Dataset records about object locations:
=-=-=
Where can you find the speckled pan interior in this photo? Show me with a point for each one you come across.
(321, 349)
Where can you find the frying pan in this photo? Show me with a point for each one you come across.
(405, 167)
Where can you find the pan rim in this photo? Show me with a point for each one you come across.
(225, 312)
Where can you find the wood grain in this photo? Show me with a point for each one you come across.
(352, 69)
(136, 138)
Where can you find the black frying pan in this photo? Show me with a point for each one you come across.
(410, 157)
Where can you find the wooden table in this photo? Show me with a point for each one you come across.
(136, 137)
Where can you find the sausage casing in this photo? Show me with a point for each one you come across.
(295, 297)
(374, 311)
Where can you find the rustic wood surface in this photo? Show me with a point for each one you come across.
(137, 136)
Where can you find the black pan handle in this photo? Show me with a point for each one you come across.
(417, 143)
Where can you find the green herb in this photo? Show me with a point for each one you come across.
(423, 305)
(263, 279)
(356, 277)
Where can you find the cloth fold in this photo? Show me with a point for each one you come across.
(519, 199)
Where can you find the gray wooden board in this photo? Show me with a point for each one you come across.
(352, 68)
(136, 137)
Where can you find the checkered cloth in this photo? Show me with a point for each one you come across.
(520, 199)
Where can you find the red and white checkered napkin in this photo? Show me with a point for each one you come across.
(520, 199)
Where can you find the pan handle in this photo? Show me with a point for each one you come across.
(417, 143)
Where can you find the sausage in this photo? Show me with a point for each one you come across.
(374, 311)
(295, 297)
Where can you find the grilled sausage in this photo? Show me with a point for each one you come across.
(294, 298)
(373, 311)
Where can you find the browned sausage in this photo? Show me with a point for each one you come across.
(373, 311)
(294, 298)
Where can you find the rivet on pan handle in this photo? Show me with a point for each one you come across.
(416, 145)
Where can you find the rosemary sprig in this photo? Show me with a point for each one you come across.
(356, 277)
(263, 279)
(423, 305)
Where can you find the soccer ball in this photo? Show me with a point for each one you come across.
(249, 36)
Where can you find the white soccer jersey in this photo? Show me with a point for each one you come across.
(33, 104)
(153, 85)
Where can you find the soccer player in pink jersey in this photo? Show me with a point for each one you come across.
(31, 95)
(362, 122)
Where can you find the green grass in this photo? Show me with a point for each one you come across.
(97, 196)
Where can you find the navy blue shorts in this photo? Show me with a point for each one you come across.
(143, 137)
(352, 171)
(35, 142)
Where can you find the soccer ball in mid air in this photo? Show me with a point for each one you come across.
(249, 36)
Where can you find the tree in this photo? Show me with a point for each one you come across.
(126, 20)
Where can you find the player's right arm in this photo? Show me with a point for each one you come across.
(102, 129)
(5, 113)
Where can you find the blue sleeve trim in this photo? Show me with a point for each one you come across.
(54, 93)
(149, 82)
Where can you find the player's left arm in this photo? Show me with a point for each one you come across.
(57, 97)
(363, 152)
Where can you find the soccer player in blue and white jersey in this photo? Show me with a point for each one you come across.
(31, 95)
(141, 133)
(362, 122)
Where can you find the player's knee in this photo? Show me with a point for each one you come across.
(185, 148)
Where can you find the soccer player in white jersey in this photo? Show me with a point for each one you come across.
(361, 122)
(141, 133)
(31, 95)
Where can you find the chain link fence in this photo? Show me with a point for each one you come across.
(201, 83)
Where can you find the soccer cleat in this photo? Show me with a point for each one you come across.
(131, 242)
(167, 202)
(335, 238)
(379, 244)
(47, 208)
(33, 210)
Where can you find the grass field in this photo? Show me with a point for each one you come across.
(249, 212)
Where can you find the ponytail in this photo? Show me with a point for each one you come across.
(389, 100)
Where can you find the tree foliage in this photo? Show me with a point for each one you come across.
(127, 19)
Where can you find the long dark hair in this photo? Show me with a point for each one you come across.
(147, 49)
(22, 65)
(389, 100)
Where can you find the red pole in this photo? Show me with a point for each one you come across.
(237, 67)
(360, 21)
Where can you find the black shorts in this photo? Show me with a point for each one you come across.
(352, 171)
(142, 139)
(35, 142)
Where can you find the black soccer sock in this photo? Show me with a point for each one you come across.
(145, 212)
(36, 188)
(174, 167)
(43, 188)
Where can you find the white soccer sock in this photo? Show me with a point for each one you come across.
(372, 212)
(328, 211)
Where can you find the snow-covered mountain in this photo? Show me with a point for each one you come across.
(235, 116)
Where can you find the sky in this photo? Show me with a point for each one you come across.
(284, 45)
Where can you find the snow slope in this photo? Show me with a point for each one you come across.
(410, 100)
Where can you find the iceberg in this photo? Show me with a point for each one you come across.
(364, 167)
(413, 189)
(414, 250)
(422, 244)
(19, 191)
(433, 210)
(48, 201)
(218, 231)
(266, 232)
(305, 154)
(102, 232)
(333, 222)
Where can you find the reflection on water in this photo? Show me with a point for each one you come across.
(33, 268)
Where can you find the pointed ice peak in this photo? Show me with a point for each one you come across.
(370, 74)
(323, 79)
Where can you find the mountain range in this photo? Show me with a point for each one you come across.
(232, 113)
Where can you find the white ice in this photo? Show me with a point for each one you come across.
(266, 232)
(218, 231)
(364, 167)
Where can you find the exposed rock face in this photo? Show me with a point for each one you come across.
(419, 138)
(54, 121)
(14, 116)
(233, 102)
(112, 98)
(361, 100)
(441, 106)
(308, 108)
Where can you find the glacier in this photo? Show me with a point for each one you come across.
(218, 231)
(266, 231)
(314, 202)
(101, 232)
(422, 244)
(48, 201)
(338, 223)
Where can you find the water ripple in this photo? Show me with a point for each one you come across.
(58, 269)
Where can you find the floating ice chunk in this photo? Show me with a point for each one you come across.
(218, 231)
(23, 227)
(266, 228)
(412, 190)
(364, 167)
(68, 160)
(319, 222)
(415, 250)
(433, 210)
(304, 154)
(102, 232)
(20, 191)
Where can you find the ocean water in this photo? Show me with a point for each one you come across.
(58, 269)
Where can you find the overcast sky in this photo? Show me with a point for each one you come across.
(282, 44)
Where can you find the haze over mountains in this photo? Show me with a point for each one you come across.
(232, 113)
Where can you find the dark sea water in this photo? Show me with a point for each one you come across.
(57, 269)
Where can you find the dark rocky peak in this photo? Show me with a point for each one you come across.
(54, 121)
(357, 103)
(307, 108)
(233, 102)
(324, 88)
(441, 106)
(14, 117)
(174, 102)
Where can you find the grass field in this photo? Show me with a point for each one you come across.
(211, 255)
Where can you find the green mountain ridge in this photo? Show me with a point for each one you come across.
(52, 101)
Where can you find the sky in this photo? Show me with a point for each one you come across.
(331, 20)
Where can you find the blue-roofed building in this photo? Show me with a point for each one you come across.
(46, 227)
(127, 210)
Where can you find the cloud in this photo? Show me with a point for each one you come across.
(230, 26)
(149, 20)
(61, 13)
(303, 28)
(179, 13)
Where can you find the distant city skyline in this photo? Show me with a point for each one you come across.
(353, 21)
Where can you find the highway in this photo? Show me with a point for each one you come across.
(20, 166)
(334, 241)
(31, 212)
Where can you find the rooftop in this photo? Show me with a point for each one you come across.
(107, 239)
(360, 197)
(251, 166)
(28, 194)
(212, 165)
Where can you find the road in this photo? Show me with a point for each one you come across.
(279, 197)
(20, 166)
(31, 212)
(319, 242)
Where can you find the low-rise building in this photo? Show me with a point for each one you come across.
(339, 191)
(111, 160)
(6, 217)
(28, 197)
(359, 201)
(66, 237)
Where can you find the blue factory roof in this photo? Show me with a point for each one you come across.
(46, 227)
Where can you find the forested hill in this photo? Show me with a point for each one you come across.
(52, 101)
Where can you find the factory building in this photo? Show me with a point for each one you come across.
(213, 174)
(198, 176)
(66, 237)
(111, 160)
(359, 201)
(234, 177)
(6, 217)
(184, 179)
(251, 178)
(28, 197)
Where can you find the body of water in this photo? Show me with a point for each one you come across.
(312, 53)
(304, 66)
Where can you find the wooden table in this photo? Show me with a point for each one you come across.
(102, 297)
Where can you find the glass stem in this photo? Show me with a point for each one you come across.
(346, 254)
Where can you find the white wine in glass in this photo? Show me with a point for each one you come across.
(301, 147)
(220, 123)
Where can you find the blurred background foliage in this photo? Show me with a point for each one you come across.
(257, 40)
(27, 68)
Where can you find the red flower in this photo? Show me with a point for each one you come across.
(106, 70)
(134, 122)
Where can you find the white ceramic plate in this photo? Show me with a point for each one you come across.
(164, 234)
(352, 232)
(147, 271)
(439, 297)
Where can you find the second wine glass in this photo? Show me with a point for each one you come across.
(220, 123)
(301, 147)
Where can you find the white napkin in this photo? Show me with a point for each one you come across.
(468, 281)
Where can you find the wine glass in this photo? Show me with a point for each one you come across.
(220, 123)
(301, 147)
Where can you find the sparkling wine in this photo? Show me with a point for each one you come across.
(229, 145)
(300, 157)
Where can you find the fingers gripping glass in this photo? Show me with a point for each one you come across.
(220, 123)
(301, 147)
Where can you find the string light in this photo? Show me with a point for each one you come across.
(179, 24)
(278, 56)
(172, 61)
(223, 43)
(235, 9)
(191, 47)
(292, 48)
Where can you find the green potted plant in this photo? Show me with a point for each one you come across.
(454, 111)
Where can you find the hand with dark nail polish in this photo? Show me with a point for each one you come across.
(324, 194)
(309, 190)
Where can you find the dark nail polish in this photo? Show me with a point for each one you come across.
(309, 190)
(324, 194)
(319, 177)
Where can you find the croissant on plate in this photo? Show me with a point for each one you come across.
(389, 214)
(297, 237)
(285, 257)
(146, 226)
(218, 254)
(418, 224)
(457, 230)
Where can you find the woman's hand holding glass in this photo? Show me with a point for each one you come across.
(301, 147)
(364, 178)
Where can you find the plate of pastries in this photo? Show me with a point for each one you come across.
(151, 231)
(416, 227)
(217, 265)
=-=-=
Only the lines from the one containing "Where can you find the second" to the end of the data should be printed, exactly as they stand.

Where can you find the second wine glass in this photo? Show me with a point for each one you come across.
(220, 123)
(301, 147)
Where can you find the white napkin in this photo? Show me with a point for each one you come across.
(468, 281)
Where can you find the wine glass in this photo? Show me with a point for each one you come across.
(220, 123)
(301, 147)
Where can you find the sparkling wine in this photo? Show me with a point for each one you come across.
(229, 145)
(300, 157)
Where can you find the fingers gripping glass in this photo? Show me with a point for each one you come across.
(220, 123)
(301, 147)
Where can you find the string light in this photo? Show me with a point for each one you come across.
(179, 24)
(278, 56)
(172, 61)
(223, 43)
(235, 9)
(191, 47)
(292, 48)
Where can you find the green potted plant in this photo? Show me with a point for each one you come across.
(454, 111)
Where can you find the hand with dark nail polish in this photo? Show me with a point for each one you come across.
(324, 194)
(309, 190)
Where can you find the dark nail polish in this photo? Show me with a point for each one you come across.
(309, 190)
(324, 194)
(319, 177)
Where can you find the croissant on plate in this photo? Show me with a point for each one you come across.
(389, 214)
(297, 237)
(285, 257)
(146, 226)
(218, 254)
(418, 224)
(457, 230)
Where can you find the woman's hand holding glass in this photo? Show me with a point for each one you come across.
(301, 147)
(364, 178)
Where can you find the plate of pastries in this photo? Show me with a point for each one you come across.
(151, 231)
(416, 227)
(217, 265)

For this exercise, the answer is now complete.